Activity:
Restate the listing word for word. Stop at the line that holds "box: [218, 183, 300, 198]", include it, and leave out all pictures.

Data supplied:
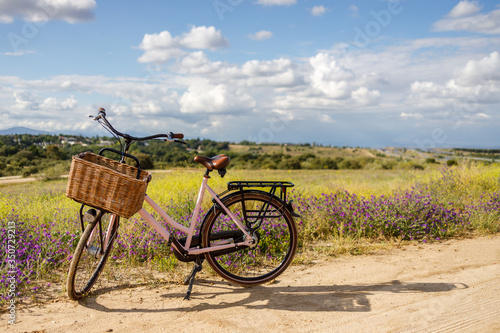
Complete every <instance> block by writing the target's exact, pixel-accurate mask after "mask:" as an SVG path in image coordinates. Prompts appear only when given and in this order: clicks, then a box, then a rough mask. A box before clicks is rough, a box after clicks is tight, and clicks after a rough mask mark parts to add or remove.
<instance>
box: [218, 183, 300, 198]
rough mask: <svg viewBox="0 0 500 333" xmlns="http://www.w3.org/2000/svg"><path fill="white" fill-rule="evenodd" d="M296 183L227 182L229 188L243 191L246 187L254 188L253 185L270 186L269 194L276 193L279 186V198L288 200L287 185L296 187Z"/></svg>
mask: <svg viewBox="0 0 500 333" xmlns="http://www.w3.org/2000/svg"><path fill="white" fill-rule="evenodd" d="M294 186H295V185H294V184H293V183H292V182H282V181H240V180H238V181H234V182H229V183H227V190H228V191H234V190H240V191H243V189H244V188H252V187H269V188H270V189H269V194H271V195H276V190H277V189H278V188H279V189H280V190H281V191H280V194H279V198H280V199H281V200H283V201H285V202H286V189H287V187H294Z"/></svg>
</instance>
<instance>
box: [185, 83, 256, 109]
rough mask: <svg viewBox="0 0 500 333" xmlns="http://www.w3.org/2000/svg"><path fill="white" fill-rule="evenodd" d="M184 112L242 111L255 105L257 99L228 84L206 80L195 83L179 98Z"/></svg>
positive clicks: (247, 108)
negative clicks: (216, 82)
mask: <svg viewBox="0 0 500 333" xmlns="http://www.w3.org/2000/svg"><path fill="white" fill-rule="evenodd" d="M179 104H180V110H181V112H182V113H191V114H196V113H202V114H203V113H231V114H235V113H241V112H243V111H248V110H250V109H252V108H254V107H255V105H256V103H255V100H254V99H253V98H252V97H251V96H250V95H249V94H247V93H246V92H244V91H243V90H239V89H234V88H231V87H228V86H227V85H226V84H222V83H221V84H218V85H215V86H214V85H211V84H209V83H208V82H206V81H197V82H195V83H193V84H192V85H191V86H190V87H189V88H188V90H187V91H186V92H185V93H184V94H183V95H182V97H181V98H180V99H179Z"/></svg>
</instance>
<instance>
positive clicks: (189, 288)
mask: <svg viewBox="0 0 500 333" xmlns="http://www.w3.org/2000/svg"><path fill="white" fill-rule="evenodd" d="M202 263H203V259H200V258H197V259H196V261H195V263H194V267H193V270H192V271H191V273H190V274H189V275H188V276H187V277H186V278H185V279H184V283H185V284H188V282H189V287H188V290H187V292H186V296H184V300H188V301H189V297H190V296H191V290H192V289H193V283H194V277H195V276H196V273H198V272H199V271H201V268H202V266H201V264H202Z"/></svg>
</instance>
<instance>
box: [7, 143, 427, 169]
mask: <svg viewBox="0 0 500 333" xmlns="http://www.w3.org/2000/svg"><path fill="white" fill-rule="evenodd" d="M239 144H240V145H242V144H243V145H247V146H250V148H249V149H248V151H246V152H236V151H233V150H231V149H230V142H227V141H224V142H217V141H212V140H207V139H199V138H197V139H189V140H186V145H183V144H175V143H166V142H165V141H163V140H150V141H147V142H136V143H134V144H133V145H132V146H131V148H130V151H129V152H130V153H131V154H132V155H134V156H136V157H137V158H138V159H139V161H140V163H141V166H142V167H143V168H144V169H154V168H156V169H164V168H170V167H185V166H197V165H195V164H194V163H193V158H194V156H196V155H203V156H215V155H218V154H226V155H228V156H229V157H230V158H231V166H230V167H231V168H239V169H330V170H335V169H394V168H400V167H404V168H413V169H423V168H424V166H423V165H420V164H417V163H414V162H408V161H406V162H405V161H402V160H395V159H391V158H387V157H386V156H385V155H383V156H375V157H366V156H356V157H324V156H318V155H317V154H316V152H315V151H314V150H313V148H312V146H311V145H310V144H300V145H290V144H289V145H287V146H283V147H284V149H283V152H280V153H266V152H264V151H263V149H262V148H261V146H265V145H257V144H255V143H253V142H248V141H243V142H240V143H239ZM269 145H270V144H269ZM105 146H106V147H111V148H115V149H117V150H119V149H120V144H119V143H118V141H117V140H116V139H114V138H110V137H83V136H71V137H69V136H63V135H59V136H56V135H0V177H1V176H12V175H23V176H25V177H27V176H30V175H33V174H38V175H42V176H43V177H45V178H51V177H57V176H58V175H60V174H63V173H66V172H68V171H69V166H70V163H71V156H73V155H76V154H78V153H80V152H83V151H92V152H94V153H98V152H99V150H100V149H102V148H103V147H105ZM293 146H298V147H307V148H310V149H311V152H307V153H303V154H300V155H297V154H295V155H293V154H289V152H291V148H292V147H293ZM105 155H106V156H108V157H112V158H113V156H112V155H113V154H110V153H106V154H105ZM114 158H117V156H114ZM434 162H435V161H434ZM128 163H131V164H134V163H135V162H133V161H131V160H129V161H128ZM427 163H429V162H428V161H427Z"/></svg>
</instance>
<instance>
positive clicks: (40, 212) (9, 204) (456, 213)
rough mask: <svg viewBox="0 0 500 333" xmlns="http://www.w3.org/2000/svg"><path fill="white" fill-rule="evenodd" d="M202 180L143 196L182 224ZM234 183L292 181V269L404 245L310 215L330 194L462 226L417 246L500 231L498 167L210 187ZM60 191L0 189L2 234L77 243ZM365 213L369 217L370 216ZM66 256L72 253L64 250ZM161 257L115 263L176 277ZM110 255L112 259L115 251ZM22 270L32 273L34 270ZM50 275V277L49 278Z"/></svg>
mask: <svg viewBox="0 0 500 333" xmlns="http://www.w3.org/2000/svg"><path fill="white" fill-rule="evenodd" d="M305 148H306V149H307V147H305ZM203 174H204V170H202V169H195V168H192V169H174V170H171V171H169V172H154V173H153V180H152V182H151V183H150V185H149V188H148V195H149V196H150V197H151V198H153V199H154V200H155V201H156V202H157V203H158V204H159V205H160V206H162V207H167V206H169V207H176V209H177V210H178V211H177V212H169V211H167V212H168V213H169V214H170V213H171V214H170V215H171V216H172V217H174V218H175V217H179V216H180V217H182V216H187V215H188V214H189V213H190V211H191V210H192V209H193V207H194V202H195V199H196V196H197V195H198V191H199V186H200V182H201V179H202V176H203ZM235 180H281V181H292V182H293V183H294V184H295V188H294V190H293V192H292V193H291V196H295V197H296V198H298V199H297V201H296V202H295V203H296V206H300V207H301V208H302V209H304V211H303V212H301V215H302V217H301V218H300V219H297V223H298V225H299V230H300V232H301V234H300V236H299V243H300V248H299V253H298V255H297V258H296V260H295V262H296V263H308V262H311V261H312V259H313V258H314V257H315V256H322V255H340V254H344V253H350V254H362V253H370V252H371V251H373V250H375V249H379V248H384V247H386V246H388V247H393V246H399V244H400V243H401V242H402V241H404V239H405V237H406V236H404V237H403V236H392V235H397V233H395V231H394V230H392V231H391V232H393V233H392V234H390V233H384V232H385V231H384V229H377V228H376V227H373V228H371V229H370V228H365V227H363V225H364V223H365V222H366V221H364V220H362V219H358V217H356V218H353V217H352V216H351V217H349V218H350V220H346V221H345V223H344V221H339V218H338V216H339V215H338V212H337V213H332V212H331V209H330V208H331V207H333V206H331V207H329V206H328V205H325V203H324V202H323V203H321V204H318V206H317V207H309V208H308V206H307V203H308V202H322V201H321V200H323V199H322V198H326V197H328V196H332V195H333V194H339V195H338V198H339V199H336V200H341V199H343V198H348V199H349V200H351V201H350V202H351V203H352V204H353V205H354V206H355V205H361V203H363V202H368V201H370V200H373V201H371V202H378V201H377V200H379V201H381V200H382V199H381V198H383V197H388V198H396V197H398V196H399V197H401V196H402V194H404V193H407V192H412V193H416V194H418V195H420V196H421V197H425V196H429V197H432V202H433V203H434V204H436V205H437V206H439V207H441V211H442V212H445V213H446V214H448V213H447V211H449V212H452V213H453V214H454V215H453V216H455V215H456V216H457V218H459V220H460V221H465V222H467V223H465V222H464V224H457V225H456V226H453V227H449V226H447V225H446V224H444V225H443V226H441V225H438V227H437V228H441V229H442V228H445V229H446V231H445V232H444V231H443V232H441V230H437V232H438V233H437V234H433V235H431V234H429V236H425V237H427V238H425V237H424V238H422V237H420V236H418V237H416V239H418V240H419V241H422V239H424V240H426V239H427V240H432V241H435V239H436V238H440V239H441V237H444V238H447V237H463V236H470V235H475V234H491V233H498V232H499V231H500V223H499V221H500V213H499V211H500V207H499V206H500V199H499V195H500V166H499V165H497V164H492V165H483V164H481V163H470V162H469V163H461V164H460V165H459V166H457V167H453V168H444V169H442V166H433V167H428V168H426V170H413V169H406V170H403V169H400V170H265V171H262V170H229V171H228V173H227V175H226V177H225V178H224V179H221V178H220V177H219V175H218V174H217V173H215V172H214V173H212V178H211V179H210V182H209V184H210V186H211V187H212V188H213V189H214V190H215V192H217V193H220V192H223V191H225V190H226V184H227V182H229V181H235ZM66 183H67V180H64V179H63V180H53V181H37V182H32V183H24V184H16V185H9V186H3V187H0V227H5V225H4V224H6V223H7V221H9V220H10V219H14V218H15V219H16V221H19V222H20V224H19V225H20V226H22V228H24V229H23V232H25V233H26V234H30V233H34V232H35V229H36V228H37V227H38V229H37V230H42V231H36V232H38V233H39V234H36V237H42V239H43V238H44V237H46V236H44V234H43V233H47V232H48V233H51V235H52V236H51V237H52V239H54V241H56V240H57V241H58V242H59V241H64V240H65V239H72V237H76V236H77V234H78V233H77V231H78V219H77V212H78V209H79V207H80V204H78V203H76V202H74V201H73V200H71V199H68V198H67V197H66V196H65V188H66ZM353 198H354V199H353ZM370 198H371V199H370ZM363 200H364V201H363ZM398 200H399V199H398ZM419 200H420V199H419ZM211 205H212V202H211V200H210V197H209V196H208V195H207V196H206V199H205V201H204V203H203V208H204V209H207V208H209V207H210V206H211ZM336 205H337V207H338V206H342V201H338V202H337V203H336ZM145 206H147V205H145ZM405 207H408V208H405ZM419 207H421V206H419V205H417V204H414V203H411V204H410V205H406V206H405V205H403V204H402V205H399V206H398V207H397V209H399V213H398V214H399V216H398V214H396V215H394V214H392V215H390V216H389V217H388V219H393V221H395V222H397V223H398V225H403V226H404V228H405V232H408V230H407V229H408V228H410V229H411V228H412V226H411V225H410V224H408V223H406V221H404V219H402V217H401V216H403V215H405V214H413V212H409V211H407V210H414V211H415V214H414V216H417V217H418V218H425V214H426V213H427V211H425V210H424V211H422V210H421V209H420V208H419ZM426 207H427V206H426ZM471 207H476V208H474V209H472V208H471ZM497 208H498V209H497ZM349 209H350V210H349ZM349 209H348V207H345V212H346V213H348V214H351V215H352V214H353V212H355V210H356V207H354V209H353V208H352V207H351V208H349ZM370 209H371V208H370ZM395 209H396V208H395ZM419 209H420V210H419ZM426 209H427V208H426ZM385 210H386V211H387V212H389V213H390V211H391V208H390V207H389V208H387V207H386V208H385ZM366 212H368V210H366ZM371 213H373V210H372V211H370V214H371ZM445 213H443V214H445ZM335 214H337V215H335ZM446 214H445V215H446ZM450 214H451V213H450ZM355 215H356V214H354V216H355ZM445 215H439V216H445ZM412 216H413V215H412ZM436 216H438V215H436ZM450 216H451V215H450ZM446 218H448V215H446ZM349 221H351V222H352V223H353V225H355V226H356V228H358V229H356V230H357V231H356V232H353V233H349V230H348V227H347V222H349ZM438 222H439V221H438ZM141 223H142V222H140V220H139V218H138V216H137V215H136V216H135V217H134V218H132V219H131V220H128V221H127V220H124V221H122V223H121V226H120V232H121V235H123V236H124V240H126V241H128V242H130V244H132V245H133V246H136V244H141V242H142V239H139V238H140V237H138V236H139V235H143V234H144V227H143V226H142V224H141ZM338 223H340V224H338ZM370 223H371V222H370ZM378 223H380V224H384V223H385V222H384V221H378ZM419 228H420V229H419V230H422V231H423V230H424V229H423V228H422V227H419ZM342 230H344V231H345V233H344V232H343V231H342ZM20 231H21V230H20ZM382 231H384V232H382ZM386 231H387V230H386ZM141 233H142V234H141ZM431 233H432V232H431ZM125 236H127V237H129V238H125ZM135 236H137V237H135ZM431 236H432V237H431ZM437 236H439V237H437ZM134 238H137V240H134ZM136 242H137V243H136ZM43 244H44V245H43V246H44V247H47V249H44V251H42V252H43V253H55V251H53V249H51V248H50V246H51V244H49V243H48V244H45V243H43ZM70 247H71V246H70ZM137 247H138V246H137ZM49 250H50V251H49ZM66 250H67V251H69V252H68V253H71V249H70V248H68V249H66ZM51 251H52V252H51ZM114 251H115V250H114ZM120 251H123V249H122V250H120ZM161 251H162V252H161V255H158V254H156V253H152V252H151V251H142V252H140V253H138V254H137V255H131V254H127V255H126V256H125V259H123V260H120V261H118V262H119V264H120V267H122V268H123V270H121V271H122V272H126V271H127V268H133V267H146V268H148V269H151V270H152V271H162V272H166V273H167V274H175V273H174V272H176V271H179V268H180V265H184V264H179V263H178V262H177V260H176V259H175V258H174V257H173V256H172V255H170V254H169V250H168V249H167V248H166V247H164V248H162V250H161ZM115 252H118V249H116V251H115ZM164 252H165V253H164ZM139 254H146V255H147V257H148V258H151V259H150V260H149V261H148V260H145V259H144V257H140V256H139ZM63 255H64V254H61V253H58V254H57V256H56V257H57V258H56V257H54V258H56V259H57V264H54V262H53V261H46V260H45V258H43V257H39V258H37V259H36V261H35V267H34V271H35V272H36V275H34V276H32V277H31V278H32V279H34V281H35V282H33V281H31V283H35V285H36V286H35V289H34V290H35V291H32V293H35V292H36V291H37V290H38V289H37V288H39V287H40V288H41V287H43V286H45V285H47V281H50V282H51V283H52V284H54V283H58V284H63V281H64V275H65V272H66V271H67V268H68V263H69V262H68V261H67V260H64V258H62V259H61V256H63ZM49 259H50V258H49ZM110 264H111V265H112V264H113V263H112V262H111V263H110ZM182 267H184V266H182ZM0 268H1V271H0V273H1V272H4V271H5V269H6V268H5V266H0ZM23 269H24V268H23ZM26 269H27V270H29V269H33V267H31V268H26ZM54 272H55V273H56V274H53V273H54ZM23 283H25V282H23ZM30 286H31V287H30ZM23 288H25V289H22V291H23V293H28V294H29V292H28V289H29V288H32V284H31V285H30V284H29V283H26V286H25V287H23ZM30 290H32V289H30Z"/></svg>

Problem solution:
Complete every <instance> block by writing the target's exact, pixel-accurate mask after "mask:" as an SVG path in image coordinates. Prompts appear only when given and in this order: clicks, then a box, then a rough mask. A box before clicks is rough, a box after clicks is tight, and clicks after a rough mask mark parts to add or remove.
<instance>
box: [218, 183, 300, 198]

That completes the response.